◆ What you should do:
State the number of lines in the following data that include the word "sneaker", with no other text.

Items from a data source:
______

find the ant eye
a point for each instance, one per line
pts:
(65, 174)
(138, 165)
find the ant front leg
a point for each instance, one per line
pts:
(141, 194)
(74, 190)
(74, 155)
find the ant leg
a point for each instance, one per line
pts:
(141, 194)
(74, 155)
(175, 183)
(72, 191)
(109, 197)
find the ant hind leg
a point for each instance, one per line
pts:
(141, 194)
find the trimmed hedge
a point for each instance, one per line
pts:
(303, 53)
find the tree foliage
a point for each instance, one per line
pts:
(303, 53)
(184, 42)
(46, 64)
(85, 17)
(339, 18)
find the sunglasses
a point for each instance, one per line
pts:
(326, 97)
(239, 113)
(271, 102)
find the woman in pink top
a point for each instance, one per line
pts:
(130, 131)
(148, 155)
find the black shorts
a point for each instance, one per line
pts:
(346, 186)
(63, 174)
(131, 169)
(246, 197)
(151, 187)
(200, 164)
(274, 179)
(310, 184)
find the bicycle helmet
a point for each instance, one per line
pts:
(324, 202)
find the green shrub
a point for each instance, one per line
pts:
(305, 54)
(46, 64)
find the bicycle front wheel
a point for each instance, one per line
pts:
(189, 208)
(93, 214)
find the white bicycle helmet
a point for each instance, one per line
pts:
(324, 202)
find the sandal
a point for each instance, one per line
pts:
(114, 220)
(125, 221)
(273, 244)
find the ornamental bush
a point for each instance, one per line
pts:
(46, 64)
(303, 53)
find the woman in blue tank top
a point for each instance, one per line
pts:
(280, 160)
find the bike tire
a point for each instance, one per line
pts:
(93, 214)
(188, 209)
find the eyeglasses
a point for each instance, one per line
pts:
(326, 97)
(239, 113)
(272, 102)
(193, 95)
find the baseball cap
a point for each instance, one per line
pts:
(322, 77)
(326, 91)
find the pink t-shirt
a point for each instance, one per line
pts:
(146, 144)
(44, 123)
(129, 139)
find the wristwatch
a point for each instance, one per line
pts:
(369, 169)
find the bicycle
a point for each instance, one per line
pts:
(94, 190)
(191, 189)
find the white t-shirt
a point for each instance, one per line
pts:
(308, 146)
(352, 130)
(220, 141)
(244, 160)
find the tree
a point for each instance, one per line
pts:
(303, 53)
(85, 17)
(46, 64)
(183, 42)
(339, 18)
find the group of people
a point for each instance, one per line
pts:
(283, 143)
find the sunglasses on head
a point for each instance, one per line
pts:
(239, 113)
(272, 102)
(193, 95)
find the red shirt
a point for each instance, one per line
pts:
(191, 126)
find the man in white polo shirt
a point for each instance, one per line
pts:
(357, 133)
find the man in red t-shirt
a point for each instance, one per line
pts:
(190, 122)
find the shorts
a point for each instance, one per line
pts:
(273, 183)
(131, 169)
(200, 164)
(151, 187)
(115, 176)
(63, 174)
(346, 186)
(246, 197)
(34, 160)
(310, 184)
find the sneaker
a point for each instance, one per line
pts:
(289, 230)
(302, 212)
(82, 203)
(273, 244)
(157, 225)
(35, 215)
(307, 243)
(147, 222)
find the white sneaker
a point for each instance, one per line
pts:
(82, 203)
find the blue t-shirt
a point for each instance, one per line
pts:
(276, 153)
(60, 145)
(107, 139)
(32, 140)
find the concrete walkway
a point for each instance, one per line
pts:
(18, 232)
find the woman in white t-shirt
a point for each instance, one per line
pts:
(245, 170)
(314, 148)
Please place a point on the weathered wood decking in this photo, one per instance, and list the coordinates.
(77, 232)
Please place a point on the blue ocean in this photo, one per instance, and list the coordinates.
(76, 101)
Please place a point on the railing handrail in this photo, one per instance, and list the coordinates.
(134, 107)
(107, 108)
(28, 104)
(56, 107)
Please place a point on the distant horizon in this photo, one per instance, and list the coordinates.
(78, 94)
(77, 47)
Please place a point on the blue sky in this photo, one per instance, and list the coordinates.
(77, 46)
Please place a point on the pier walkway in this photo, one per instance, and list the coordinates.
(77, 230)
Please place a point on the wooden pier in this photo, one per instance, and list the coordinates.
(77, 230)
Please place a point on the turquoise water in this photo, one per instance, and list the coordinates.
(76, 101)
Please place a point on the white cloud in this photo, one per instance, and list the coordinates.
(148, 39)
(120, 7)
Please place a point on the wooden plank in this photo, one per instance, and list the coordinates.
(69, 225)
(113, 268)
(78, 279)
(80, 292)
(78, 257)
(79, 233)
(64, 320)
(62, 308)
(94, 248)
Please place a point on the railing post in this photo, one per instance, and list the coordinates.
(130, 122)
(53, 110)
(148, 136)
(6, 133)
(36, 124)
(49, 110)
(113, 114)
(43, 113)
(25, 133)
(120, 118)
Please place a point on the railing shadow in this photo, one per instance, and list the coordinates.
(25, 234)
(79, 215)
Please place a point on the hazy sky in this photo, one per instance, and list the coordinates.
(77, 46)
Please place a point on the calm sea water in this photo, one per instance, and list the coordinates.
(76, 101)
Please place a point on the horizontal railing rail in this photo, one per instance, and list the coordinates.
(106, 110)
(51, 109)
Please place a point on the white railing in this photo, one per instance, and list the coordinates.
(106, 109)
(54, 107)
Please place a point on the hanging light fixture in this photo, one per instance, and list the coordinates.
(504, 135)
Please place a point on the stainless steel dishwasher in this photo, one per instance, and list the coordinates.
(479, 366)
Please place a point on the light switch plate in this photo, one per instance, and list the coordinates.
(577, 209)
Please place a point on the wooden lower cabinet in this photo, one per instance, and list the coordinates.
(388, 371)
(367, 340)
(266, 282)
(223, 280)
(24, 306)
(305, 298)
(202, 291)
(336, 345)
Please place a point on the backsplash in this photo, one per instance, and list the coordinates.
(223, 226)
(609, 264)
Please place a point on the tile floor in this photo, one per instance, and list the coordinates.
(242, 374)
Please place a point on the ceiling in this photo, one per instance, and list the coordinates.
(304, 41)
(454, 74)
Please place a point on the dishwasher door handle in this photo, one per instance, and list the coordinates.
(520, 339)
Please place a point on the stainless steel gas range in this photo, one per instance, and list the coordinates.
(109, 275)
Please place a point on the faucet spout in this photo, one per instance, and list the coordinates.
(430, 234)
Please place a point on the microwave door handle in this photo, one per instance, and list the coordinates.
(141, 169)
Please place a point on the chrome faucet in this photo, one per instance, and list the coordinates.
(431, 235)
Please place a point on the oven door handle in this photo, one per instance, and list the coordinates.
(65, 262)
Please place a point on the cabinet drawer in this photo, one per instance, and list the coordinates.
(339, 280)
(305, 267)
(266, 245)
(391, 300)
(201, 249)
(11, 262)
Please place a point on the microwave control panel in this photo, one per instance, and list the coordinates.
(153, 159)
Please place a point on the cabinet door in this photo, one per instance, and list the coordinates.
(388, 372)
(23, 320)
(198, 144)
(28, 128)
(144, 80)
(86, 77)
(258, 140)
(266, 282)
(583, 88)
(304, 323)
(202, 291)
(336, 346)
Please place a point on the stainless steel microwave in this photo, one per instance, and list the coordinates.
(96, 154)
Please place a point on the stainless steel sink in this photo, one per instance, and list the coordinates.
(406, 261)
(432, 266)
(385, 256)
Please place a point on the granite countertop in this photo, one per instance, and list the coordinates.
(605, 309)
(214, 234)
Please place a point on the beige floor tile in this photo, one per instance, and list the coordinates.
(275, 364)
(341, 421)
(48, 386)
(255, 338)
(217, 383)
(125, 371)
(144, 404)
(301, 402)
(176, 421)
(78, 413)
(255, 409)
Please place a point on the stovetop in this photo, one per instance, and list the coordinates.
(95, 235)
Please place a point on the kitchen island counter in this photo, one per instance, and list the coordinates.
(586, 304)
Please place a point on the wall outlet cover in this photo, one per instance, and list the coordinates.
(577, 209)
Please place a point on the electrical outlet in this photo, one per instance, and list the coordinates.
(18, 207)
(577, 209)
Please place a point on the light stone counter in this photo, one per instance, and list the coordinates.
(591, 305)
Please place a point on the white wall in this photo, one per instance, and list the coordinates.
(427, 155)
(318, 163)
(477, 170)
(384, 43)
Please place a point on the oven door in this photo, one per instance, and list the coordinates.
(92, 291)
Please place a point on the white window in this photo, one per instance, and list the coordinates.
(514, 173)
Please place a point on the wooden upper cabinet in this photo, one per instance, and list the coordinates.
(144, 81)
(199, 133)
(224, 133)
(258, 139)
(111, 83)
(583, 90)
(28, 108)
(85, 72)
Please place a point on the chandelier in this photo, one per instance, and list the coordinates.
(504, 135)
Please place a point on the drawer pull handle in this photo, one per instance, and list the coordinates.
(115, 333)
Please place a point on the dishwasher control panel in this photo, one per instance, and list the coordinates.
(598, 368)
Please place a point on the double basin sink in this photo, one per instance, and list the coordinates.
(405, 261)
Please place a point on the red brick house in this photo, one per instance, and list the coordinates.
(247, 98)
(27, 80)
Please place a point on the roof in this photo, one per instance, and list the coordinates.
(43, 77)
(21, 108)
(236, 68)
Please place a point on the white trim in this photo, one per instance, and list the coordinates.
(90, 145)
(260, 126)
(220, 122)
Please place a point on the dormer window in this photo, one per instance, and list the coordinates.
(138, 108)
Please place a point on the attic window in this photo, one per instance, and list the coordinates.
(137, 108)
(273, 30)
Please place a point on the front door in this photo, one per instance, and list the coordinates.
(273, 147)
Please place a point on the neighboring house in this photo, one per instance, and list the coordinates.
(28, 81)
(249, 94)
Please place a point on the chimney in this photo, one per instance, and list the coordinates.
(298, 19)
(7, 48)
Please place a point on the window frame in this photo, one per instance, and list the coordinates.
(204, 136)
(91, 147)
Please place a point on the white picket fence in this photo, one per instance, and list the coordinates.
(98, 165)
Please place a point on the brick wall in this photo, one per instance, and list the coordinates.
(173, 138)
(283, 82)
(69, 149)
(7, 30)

______

◆ Solution for this problem:
2